[SUPPLIED MATERIAL — start]

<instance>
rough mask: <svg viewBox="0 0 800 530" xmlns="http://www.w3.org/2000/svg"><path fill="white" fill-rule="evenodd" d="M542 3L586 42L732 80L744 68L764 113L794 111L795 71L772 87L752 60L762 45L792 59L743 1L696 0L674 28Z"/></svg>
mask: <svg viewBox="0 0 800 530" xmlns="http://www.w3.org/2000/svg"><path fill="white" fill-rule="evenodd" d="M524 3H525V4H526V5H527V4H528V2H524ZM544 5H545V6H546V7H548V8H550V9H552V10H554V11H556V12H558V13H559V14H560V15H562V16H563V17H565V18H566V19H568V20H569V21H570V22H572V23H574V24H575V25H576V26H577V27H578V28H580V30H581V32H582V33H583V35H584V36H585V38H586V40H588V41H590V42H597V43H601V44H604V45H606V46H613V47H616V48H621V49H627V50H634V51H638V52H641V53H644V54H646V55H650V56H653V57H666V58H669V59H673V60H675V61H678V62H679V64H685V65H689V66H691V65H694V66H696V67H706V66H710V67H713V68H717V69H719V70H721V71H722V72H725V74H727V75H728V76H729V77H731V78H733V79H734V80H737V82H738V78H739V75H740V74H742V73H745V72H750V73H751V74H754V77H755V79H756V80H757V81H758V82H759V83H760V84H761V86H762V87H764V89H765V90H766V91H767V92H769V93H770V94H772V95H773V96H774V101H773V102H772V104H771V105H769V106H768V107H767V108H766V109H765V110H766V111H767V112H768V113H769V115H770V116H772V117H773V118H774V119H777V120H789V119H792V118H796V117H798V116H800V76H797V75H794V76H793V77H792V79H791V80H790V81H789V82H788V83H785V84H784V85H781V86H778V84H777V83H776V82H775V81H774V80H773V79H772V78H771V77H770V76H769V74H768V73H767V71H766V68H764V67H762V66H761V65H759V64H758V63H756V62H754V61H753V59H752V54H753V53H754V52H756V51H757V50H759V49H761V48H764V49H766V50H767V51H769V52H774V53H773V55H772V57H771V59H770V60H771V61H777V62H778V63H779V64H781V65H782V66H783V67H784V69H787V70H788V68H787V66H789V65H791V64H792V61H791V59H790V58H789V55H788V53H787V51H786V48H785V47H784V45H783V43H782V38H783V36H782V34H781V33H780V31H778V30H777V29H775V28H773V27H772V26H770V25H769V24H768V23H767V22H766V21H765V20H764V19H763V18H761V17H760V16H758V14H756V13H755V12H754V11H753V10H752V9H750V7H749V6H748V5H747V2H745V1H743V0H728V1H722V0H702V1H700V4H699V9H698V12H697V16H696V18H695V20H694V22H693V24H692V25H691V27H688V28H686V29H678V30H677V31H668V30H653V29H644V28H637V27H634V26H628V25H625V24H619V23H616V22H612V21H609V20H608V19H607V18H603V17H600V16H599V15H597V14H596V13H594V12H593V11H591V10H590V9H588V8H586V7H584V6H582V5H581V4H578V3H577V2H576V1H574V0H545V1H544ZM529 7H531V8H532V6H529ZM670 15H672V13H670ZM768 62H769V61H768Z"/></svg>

[SUPPLIED MATERIAL — finish]
[SUPPLIED MATERIAL — start]

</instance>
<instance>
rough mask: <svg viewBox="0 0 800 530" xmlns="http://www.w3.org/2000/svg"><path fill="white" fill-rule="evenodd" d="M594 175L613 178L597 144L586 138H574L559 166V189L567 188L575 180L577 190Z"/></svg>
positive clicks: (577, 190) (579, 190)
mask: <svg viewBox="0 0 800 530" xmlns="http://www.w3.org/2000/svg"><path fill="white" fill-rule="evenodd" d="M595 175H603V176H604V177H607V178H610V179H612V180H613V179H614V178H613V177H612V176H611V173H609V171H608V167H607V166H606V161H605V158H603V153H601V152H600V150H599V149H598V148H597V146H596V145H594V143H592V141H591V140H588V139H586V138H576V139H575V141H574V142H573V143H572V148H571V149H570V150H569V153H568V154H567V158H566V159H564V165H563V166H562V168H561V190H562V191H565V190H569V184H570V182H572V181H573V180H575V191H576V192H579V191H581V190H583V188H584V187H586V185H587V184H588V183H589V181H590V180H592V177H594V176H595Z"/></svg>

[SUPPLIED MATERIAL — finish]

WHAT NEEDS TO BE DONE: Format the lines from the line with "</instance>" up to and including the line with "positive clicks: (577, 190) (579, 190)" as a numbered list, omitting blank lines.

SOLVED PROBLEM:
1. </instance>
2. <instance>
3. rough mask: <svg viewBox="0 0 800 530" xmlns="http://www.w3.org/2000/svg"><path fill="white" fill-rule="evenodd" d="M594 175L613 178L597 144L586 138H574L559 166V189L567 188L575 180L577 190Z"/></svg>
4. positive clicks: (577, 190) (579, 190)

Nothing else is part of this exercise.